**REQUIRED WORK**
Repeat exactly the lines from the start of the entries below through the line containing "Could you kindly annotate the tree limb". Omit the rest.

Referring expression pointing data:
########

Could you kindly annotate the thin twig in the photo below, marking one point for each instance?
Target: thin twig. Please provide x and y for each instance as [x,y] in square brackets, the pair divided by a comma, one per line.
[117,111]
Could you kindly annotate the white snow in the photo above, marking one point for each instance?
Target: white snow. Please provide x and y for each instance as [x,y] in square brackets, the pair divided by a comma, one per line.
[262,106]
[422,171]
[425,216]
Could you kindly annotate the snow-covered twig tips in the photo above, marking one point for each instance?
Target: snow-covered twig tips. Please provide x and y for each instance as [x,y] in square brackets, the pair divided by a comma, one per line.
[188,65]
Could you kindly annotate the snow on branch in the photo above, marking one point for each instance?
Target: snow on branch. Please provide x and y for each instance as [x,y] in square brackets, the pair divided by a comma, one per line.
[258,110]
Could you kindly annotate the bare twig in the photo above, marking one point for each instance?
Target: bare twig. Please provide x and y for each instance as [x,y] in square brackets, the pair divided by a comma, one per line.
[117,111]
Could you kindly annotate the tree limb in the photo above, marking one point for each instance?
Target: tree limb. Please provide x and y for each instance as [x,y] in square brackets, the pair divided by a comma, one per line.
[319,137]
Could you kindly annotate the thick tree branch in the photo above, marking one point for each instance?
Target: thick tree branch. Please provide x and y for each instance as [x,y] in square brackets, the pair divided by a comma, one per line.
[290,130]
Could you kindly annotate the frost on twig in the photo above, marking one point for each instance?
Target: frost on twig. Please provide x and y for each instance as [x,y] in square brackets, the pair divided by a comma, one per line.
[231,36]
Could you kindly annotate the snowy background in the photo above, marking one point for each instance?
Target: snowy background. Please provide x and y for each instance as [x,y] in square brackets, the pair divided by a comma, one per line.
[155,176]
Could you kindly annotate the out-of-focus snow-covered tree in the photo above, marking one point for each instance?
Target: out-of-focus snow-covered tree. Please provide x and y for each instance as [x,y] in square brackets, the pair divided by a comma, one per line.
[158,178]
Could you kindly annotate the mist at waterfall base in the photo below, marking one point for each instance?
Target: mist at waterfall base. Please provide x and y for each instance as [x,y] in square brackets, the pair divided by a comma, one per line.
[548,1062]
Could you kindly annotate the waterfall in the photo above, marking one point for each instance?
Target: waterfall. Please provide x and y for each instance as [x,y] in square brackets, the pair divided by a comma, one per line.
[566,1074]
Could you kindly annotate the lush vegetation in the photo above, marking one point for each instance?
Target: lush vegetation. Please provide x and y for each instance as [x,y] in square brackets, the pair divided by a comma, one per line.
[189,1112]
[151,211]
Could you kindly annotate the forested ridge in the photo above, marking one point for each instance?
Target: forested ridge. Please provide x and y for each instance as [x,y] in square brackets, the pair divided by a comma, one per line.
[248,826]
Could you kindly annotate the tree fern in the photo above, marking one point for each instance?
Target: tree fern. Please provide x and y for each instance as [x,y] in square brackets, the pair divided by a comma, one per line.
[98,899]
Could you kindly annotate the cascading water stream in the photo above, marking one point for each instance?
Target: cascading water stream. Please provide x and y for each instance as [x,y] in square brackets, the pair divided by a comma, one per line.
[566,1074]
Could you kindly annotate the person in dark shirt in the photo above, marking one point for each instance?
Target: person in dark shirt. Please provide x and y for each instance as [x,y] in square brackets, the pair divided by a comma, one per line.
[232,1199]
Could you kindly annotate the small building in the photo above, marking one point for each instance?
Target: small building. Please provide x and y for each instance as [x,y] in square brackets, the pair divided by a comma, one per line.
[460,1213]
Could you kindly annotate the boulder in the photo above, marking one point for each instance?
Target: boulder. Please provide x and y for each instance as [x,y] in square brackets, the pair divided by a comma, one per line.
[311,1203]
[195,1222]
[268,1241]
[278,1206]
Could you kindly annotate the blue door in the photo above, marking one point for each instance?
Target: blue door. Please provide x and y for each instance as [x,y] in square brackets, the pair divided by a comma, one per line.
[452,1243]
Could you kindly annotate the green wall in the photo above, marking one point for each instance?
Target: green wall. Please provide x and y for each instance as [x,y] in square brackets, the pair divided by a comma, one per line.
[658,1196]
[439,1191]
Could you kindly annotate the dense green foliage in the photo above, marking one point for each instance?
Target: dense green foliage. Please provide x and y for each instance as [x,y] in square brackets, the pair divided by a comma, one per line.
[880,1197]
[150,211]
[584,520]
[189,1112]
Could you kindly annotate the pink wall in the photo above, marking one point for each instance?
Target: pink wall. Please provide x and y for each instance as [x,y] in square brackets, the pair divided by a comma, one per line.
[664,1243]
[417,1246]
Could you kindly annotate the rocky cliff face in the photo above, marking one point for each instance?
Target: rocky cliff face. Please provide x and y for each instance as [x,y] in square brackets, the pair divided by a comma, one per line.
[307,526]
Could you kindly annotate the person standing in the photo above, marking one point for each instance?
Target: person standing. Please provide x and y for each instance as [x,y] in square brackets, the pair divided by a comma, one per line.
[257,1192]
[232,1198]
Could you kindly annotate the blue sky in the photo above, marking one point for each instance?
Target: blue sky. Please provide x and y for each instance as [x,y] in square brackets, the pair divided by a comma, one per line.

########

**RESPONSE AREA**
Could you kindly annotate the thin twig in the photo below, marking one point for each instance?
Target: thin twig. Please provide x and y for each instance as [x,y] in square brackets, the pair divided by a comma, one per line.
[117,111]
Could you kindly annotate the white snow in the photo above, marking one point for each instance?
Target: white snow. Please provide x and y for each instance as [x,y] in square brackets, the pair divided by a comma, one per line.
[262,106]
[422,171]
[425,216]
Could you kindly annotate the snow-covered twig tips in the photo above, marking one point for each instance?
Target: snow-covered twig tips. Please provide x and y for each instance as [x,y] in square brackets, the pair divided by a comma, one per line.
[188,65]
Could you kindly annotate the snow on branch in the photo above, marking one point for each instance?
Target: snow on branch. Please provide x and y for each instance as [x,y] in square brackets, the pair divided by a comma, one per line.
[258,110]
Could you kindly annotate the bare twig in the photo above, marking one point for each instance?
Target: bare twig. Please provide x and y for each instance as [x,y] in square brackets, the pair divided by a comma, one per line.
[117,111]
Could you kindly annotate the tree limb in the photo above, marking one point for each instance?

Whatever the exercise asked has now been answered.